_Your task_. Please write out every one of the rows below again, switching "segment" to "outline" each time it occurs and changing nothing else.

>> START

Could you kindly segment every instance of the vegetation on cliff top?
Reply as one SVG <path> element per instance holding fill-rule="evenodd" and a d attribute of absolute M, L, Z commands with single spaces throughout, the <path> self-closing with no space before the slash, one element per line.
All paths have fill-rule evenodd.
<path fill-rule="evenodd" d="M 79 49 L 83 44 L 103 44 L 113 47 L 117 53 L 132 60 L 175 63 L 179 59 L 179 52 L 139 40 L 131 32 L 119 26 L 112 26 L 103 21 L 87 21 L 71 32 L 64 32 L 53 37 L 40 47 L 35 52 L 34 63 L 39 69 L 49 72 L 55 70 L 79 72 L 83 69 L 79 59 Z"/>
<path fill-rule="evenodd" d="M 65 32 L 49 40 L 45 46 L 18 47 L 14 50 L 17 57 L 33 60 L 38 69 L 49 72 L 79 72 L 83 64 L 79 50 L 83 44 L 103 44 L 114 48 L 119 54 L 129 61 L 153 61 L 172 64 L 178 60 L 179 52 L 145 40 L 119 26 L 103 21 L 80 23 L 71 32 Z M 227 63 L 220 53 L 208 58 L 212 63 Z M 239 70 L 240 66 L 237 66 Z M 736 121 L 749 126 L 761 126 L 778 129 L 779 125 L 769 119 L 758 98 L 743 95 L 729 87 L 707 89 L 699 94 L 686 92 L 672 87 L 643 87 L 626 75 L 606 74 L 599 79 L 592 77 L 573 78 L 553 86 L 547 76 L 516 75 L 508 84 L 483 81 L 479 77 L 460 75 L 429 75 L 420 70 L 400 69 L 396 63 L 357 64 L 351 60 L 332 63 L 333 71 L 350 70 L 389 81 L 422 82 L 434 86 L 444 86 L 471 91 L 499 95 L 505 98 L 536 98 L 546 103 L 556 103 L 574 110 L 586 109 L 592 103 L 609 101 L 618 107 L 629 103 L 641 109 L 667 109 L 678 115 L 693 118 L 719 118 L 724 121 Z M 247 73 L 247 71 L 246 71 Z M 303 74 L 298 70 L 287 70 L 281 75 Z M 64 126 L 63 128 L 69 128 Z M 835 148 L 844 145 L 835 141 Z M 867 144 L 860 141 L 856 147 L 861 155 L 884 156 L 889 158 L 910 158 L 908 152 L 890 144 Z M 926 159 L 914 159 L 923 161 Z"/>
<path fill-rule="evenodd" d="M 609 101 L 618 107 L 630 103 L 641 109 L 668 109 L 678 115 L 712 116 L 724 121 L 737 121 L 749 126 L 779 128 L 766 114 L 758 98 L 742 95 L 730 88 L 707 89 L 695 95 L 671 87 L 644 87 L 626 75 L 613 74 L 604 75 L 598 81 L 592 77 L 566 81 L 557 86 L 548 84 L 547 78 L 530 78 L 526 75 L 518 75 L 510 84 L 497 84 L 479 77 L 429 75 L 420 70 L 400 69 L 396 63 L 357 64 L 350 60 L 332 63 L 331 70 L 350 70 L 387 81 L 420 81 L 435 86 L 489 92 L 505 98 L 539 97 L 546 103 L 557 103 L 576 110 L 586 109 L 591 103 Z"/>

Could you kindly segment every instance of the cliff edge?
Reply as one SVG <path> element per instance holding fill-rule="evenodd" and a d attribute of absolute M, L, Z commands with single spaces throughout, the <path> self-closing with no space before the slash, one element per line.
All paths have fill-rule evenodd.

>> END

_Reply_.
Could you kindly outline every instance of the vegetation on cliff top?
Reply as one SVG <path> element per instance holding fill-rule="evenodd" and a d attribute of absolute M, L, Z commands with single spaces throughout, the <path> self-closing with no space before the slash, one element per line.
All paths have fill-rule evenodd.
<path fill-rule="evenodd" d="M 79 49 L 83 44 L 103 44 L 113 47 L 117 53 L 132 60 L 175 63 L 179 59 L 179 52 L 139 40 L 131 32 L 119 26 L 112 26 L 103 21 L 87 21 L 71 32 L 64 32 L 53 37 L 40 47 L 35 52 L 34 63 L 39 69 L 49 72 L 55 70 L 79 72 L 83 69 L 79 59 Z"/>
<path fill-rule="evenodd" d="M 65 32 L 49 40 L 45 46 L 18 47 L 14 50 L 17 57 L 33 60 L 38 69 L 49 72 L 79 72 L 83 64 L 79 50 L 83 44 L 103 44 L 114 48 L 119 54 L 129 61 L 153 61 L 172 64 L 178 60 L 179 52 L 145 40 L 119 26 L 103 21 L 80 23 L 71 32 Z M 227 63 L 220 53 L 208 58 L 212 63 Z M 239 70 L 240 66 L 237 66 Z M 736 121 L 749 126 L 761 126 L 778 129 L 779 125 L 769 119 L 758 98 L 743 95 L 729 87 L 707 89 L 699 94 L 686 92 L 672 87 L 643 87 L 626 75 L 606 74 L 599 79 L 592 77 L 573 78 L 553 86 L 547 76 L 516 75 L 508 84 L 483 81 L 479 77 L 460 75 L 429 75 L 420 70 L 400 69 L 396 63 L 357 64 L 351 60 L 332 63 L 333 71 L 350 70 L 389 81 L 422 82 L 434 86 L 444 86 L 471 91 L 499 95 L 505 98 L 536 98 L 546 103 L 556 103 L 574 110 L 586 109 L 592 103 L 609 101 L 618 107 L 629 103 L 641 109 L 667 109 L 678 115 L 693 118 L 719 118 L 724 121 Z M 247 73 L 247 71 L 246 71 Z M 303 74 L 298 70 L 287 70 L 281 75 Z M 64 126 L 63 128 L 69 128 Z M 835 148 L 844 145 L 835 141 Z M 867 144 L 860 141 L 856 147 L 861 155 L 884 156 L 889 158 L 910 158 L 908 152 L 890 144 Z M 926 159 L 914 159 L 923 161 Z"/>
<path fill-rule="evenodd" d="M 609 101 L 618 107 L 630 103 L 641 109 L 668 109 L 678 115 L 712 116 L 724 121 L 737 121 L 749 126 L 779 128 L 766 114 L 758 98 L 742 95 L 730 88 L 707 89 L 695 95 L 671 87 L 644 87 L 626 75 L 613 74 L 604 75 L 598 81 L 592 77 L 566 81 L 557 86 L 548 84 L 547 78 L 530 78 L 526 75 L 518 75 L 510 84 L 497 84 L 479 77 L 429 75 L 420 70 L 400 69 L 396 63 L 357 64 L 350 60 L 332 63 L 331 70 L 350 70 L 387 81 L 420 81 L 435 86 L 489 92 L 505 98 L 539 97 L 546 103 L 557 103 L 576 110 L 586 109 L 591 103 Z"/>

Could you kindly outline every instance of the cliff edge?
Reply as one SVG <path> element per instance holding fill-rule="evenodd" and a d attribute of absolute M, L, Z commands with single spaces throughout, the <path> self-closing with no space before the slash, one element per line.
All paths have fill-rule evenodd.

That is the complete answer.